Required action
A complete, exact copy of the records below is the required result.
[Start of Attachment]
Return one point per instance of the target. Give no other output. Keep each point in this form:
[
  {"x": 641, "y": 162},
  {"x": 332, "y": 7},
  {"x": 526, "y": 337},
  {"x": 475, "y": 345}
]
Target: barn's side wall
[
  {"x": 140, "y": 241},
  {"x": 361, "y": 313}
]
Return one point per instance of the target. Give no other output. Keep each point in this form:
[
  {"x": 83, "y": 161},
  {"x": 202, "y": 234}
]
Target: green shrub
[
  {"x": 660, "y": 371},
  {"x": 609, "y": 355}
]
[End of Attachment]
Answer to this task
Return one point per instance of the target. Give no other output. Keep each point in this form:
[
  {"x": 641, "y": 162},
  {"x": 332, "y": 7},
  {"x": 526, "y": 337},
  {"x": 475, "y": 345}
]
Target: barn's side wall
[
  {"x": 140, "y": 241},
  {"x": 361, "y": 313}
]
Return one point per instance of the target. Give no other output. Keep each point in this form:
[
  {"x": 83, "y": 161},
  {"x": 202, "y": 234}
]
Target: green shrub
[
  {"x": 660, "y": 371},
  {"x": 609, "y": 355}
]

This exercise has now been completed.